# TÂCHE DEMANDÉE
Recopiez intégralement le matériel ci-dessous, lignes de texte comprises, en ajoutant -49 à chaque coordonnée des réponses, s'il vous plaît.

[Lignes de données d'annotation par boîtes]

▼▼▼

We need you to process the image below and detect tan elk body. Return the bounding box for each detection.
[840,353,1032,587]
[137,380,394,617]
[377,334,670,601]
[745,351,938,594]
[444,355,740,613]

▲▲▲

# RÉPONSE À LA TÂCHE
We need you to process the image below and detect tan elk body. Return the bounding box for each detection.
[791,304,983,538]
[88,331,345,568]
[328,285,621,552]
[696,302,889,545]
[395,306,691,564]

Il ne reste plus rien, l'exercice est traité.